* _CONSIGNE DONNÉE 1_
Pouvez-vous résumer en deux phrases le texte sur Minority Report ?
* _CONSIGNE DONNÉE 2_
Pouvez-vous écrire la suite du texte sur Minority Report, en partant de sa dernière phrase ?

━━━ SOURCE

Visual Effects Society : Meilleure composition pour un film (Scott Frankel & Patrick Jarvis), Meilleure direction artistique des effets pour un film (Alexander Laurant & Alex McDowell).
Saturn Awards : Meilleur film de science-fiction, Meilleur réalisateur (Steven Spielberg), Meilleur scénario (Scott Frank & Jon Cohen), Meilleur second rôle féminin (Samantha Morton).
Club allemand de science-fiction : Prix Curt-Siodmak du meilleur film de science-fiction.

Notes :

Au départ, le scénario de Minority Report fut écrit pour devenir la suite de Total Recall (Paul Verhoeven ; 1990). Il connut par la suite de nombreuses réécritures, sous l’influence de plusieurs auteurs et producteurs successifs, jusqu’à aboutir au résultat qu’on connaît.

━━━━━━
━━━ DONNÉES FOURNIES

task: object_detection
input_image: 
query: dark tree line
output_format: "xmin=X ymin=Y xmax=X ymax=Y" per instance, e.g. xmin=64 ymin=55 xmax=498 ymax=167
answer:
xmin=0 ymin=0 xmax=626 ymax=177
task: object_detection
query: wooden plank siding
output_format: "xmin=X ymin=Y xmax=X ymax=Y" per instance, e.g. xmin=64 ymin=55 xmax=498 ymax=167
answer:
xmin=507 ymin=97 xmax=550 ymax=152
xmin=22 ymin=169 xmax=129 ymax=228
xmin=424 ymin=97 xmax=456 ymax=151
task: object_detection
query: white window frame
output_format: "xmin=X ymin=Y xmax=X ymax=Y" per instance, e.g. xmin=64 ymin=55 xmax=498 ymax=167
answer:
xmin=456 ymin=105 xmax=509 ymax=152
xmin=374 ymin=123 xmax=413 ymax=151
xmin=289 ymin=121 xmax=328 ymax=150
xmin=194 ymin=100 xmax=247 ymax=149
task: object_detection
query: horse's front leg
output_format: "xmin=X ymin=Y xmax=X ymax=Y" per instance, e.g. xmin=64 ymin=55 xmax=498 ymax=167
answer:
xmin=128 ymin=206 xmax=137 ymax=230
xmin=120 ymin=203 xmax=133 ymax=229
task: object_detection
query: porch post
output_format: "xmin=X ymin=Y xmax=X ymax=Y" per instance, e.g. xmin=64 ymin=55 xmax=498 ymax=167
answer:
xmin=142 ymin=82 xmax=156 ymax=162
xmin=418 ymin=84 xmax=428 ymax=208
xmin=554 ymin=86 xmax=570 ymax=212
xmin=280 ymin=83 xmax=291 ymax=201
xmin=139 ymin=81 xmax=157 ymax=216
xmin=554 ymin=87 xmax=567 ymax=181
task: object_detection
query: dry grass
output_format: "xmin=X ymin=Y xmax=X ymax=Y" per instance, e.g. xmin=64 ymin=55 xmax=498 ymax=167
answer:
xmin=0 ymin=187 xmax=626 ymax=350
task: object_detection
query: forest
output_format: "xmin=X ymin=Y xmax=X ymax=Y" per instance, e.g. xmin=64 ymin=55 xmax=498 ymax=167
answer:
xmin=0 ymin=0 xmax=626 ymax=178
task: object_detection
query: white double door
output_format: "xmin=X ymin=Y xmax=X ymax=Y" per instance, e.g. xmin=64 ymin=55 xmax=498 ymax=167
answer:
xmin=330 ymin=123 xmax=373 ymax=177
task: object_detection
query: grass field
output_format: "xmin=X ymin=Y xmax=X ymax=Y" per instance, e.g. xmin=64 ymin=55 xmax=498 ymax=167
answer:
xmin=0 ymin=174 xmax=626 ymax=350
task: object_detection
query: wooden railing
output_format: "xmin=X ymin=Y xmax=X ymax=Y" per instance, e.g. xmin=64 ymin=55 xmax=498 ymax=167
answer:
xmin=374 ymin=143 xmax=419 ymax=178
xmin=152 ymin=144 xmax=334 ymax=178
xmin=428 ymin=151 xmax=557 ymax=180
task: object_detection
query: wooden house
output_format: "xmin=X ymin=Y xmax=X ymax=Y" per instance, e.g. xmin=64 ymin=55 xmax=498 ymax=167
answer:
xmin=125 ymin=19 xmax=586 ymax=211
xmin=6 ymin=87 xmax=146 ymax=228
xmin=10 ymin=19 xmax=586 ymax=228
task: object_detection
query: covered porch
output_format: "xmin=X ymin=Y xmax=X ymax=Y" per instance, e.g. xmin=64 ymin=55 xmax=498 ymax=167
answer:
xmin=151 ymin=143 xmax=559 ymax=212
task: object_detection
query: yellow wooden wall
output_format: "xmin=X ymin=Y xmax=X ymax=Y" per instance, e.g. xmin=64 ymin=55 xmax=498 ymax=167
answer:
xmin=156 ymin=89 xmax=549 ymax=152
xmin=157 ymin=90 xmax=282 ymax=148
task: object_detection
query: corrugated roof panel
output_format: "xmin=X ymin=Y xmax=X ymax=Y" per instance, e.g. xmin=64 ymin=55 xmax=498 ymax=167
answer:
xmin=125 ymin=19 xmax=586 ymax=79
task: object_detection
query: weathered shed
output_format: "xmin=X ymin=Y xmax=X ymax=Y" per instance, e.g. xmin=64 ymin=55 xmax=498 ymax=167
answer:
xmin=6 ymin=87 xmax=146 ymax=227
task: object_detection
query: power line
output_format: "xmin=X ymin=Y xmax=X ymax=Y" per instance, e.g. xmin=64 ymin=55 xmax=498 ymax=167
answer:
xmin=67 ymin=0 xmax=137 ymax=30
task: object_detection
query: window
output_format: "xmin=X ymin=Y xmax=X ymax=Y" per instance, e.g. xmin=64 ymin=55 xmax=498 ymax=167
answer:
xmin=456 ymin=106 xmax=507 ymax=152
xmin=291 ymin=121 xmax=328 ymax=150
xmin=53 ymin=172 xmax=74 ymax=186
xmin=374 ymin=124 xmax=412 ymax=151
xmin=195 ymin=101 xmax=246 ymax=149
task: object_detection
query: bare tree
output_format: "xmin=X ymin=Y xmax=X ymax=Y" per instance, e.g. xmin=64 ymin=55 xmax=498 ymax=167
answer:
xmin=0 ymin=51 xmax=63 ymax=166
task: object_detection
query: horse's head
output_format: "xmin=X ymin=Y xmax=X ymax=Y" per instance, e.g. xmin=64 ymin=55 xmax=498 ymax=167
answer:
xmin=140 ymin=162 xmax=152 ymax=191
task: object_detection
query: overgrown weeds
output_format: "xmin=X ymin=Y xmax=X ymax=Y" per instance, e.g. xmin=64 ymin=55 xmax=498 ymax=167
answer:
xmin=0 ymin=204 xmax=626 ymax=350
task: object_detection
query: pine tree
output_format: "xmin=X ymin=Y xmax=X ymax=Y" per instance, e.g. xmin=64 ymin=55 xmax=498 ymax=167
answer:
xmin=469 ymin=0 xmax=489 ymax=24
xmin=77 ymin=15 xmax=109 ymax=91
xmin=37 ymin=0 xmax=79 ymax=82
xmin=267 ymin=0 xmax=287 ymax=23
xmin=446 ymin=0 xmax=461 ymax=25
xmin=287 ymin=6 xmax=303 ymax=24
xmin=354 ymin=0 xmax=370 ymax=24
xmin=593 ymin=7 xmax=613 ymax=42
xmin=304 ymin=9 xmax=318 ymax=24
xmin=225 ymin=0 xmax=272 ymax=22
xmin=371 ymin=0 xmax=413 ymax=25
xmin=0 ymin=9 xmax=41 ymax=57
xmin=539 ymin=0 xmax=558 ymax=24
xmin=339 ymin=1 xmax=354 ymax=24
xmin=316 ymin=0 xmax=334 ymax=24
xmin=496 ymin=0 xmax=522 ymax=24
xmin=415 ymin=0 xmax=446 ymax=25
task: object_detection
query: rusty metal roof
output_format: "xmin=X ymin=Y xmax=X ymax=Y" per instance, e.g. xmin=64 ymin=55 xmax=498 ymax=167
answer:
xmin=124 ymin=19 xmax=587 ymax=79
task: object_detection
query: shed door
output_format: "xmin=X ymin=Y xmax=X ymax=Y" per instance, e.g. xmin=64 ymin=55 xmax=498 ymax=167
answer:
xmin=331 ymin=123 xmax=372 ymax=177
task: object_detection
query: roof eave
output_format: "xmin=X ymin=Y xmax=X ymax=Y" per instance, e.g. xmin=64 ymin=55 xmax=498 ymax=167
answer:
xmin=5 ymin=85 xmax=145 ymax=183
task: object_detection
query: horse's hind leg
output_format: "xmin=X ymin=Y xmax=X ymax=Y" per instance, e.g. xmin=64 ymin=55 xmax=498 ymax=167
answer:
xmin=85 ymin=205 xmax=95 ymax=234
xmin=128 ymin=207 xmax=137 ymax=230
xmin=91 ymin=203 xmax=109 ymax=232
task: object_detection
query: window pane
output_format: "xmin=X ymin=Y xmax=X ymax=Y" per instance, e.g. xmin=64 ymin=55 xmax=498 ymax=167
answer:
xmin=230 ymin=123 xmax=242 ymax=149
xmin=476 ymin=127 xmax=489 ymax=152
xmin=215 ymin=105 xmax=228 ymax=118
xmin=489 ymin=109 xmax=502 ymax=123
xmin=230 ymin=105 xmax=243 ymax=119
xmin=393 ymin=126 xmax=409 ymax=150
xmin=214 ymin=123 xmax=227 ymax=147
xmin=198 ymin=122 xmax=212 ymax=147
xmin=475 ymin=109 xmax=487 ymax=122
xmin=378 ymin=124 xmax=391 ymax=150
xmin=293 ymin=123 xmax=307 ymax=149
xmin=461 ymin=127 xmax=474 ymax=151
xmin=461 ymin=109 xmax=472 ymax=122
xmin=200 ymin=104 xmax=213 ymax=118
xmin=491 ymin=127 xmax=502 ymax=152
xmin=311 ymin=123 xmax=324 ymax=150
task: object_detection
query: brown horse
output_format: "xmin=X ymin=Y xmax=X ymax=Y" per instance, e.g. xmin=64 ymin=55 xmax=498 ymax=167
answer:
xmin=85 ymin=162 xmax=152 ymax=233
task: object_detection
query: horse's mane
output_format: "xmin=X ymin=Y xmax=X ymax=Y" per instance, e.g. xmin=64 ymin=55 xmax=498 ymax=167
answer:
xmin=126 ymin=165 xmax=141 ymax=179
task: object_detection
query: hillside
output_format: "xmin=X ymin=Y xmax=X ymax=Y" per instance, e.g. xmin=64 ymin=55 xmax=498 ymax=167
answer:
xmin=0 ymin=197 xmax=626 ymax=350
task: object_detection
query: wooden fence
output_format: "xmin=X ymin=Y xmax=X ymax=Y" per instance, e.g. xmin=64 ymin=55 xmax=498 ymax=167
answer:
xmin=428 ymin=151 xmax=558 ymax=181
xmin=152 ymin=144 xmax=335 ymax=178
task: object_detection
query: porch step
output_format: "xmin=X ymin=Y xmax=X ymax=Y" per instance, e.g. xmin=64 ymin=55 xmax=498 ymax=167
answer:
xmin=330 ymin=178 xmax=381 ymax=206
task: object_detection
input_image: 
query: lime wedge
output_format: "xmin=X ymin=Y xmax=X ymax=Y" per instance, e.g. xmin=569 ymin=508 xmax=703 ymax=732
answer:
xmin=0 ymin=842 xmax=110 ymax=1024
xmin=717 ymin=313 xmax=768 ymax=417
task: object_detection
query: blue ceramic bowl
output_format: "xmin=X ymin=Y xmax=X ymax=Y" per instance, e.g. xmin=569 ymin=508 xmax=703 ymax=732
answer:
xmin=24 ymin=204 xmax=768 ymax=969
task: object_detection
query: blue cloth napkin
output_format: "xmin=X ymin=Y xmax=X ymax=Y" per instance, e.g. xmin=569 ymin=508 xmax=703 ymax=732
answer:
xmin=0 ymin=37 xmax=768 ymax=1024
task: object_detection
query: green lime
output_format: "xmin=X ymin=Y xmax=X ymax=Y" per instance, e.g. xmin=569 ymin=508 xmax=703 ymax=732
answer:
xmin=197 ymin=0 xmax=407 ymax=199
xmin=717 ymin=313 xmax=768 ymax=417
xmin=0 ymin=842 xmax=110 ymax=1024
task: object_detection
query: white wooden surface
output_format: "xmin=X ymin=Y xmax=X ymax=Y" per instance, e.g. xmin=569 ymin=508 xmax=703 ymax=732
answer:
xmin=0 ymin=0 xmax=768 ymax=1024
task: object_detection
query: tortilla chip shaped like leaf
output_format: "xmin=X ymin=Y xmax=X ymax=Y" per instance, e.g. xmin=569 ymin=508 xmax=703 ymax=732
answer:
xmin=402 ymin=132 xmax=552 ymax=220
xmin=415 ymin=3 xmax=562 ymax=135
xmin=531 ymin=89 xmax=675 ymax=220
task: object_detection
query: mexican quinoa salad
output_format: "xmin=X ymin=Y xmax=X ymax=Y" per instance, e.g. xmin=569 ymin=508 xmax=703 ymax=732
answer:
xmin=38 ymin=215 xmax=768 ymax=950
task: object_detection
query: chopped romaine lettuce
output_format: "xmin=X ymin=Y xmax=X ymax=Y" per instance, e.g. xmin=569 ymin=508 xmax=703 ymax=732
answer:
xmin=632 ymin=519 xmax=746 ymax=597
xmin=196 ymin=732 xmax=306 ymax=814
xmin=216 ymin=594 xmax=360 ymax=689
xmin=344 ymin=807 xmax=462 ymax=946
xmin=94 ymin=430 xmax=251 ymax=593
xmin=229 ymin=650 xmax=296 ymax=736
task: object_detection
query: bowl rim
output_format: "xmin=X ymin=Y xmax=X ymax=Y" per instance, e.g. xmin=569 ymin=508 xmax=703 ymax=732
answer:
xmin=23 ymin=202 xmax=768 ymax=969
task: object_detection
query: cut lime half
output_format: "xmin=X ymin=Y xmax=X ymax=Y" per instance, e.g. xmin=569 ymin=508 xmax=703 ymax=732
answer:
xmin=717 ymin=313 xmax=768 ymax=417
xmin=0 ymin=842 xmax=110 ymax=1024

━━━━━━

* _RÉSULTAT OBTENU 1_
Minority Report a obtenu deux prix de la Visual Effects Society, quatre Saturn Awards, dont ceux du meilleur film de science-fiction et du meilleur réalisateur pour Steven Spielberg, ainsi que le prix Curt-Siodmak du Club allemand de science-fiction. Son scénario, d'abord écrit pour être la suite de Total Recall, a ensuite connu de nombreuses réécritures sous l'influence de plusieurs auteurs et producteurs successifs.

* _RÉSULTAT OBTENU 2_
De nombreux éléments narratifs et artistiques de ce film rendent un hommage assez évident à Stanley Kubrick (1928-1999), à l’époque récemment disparu et qui avait collaboré dans ses dernières années avec Tom Cruise comme avec Steven Spielberg.

Les trois mutants qu’utilisent Pré-Crime pour prédire les crimes – Agatha, Dashiell et Arthur – sont prénommés d’après de célèbres écrivains de romans policiers : Agatha Christie (1890-1976), Dashiell Hammett (1894-1961) et Arthur Conan Doyle (1859-1930).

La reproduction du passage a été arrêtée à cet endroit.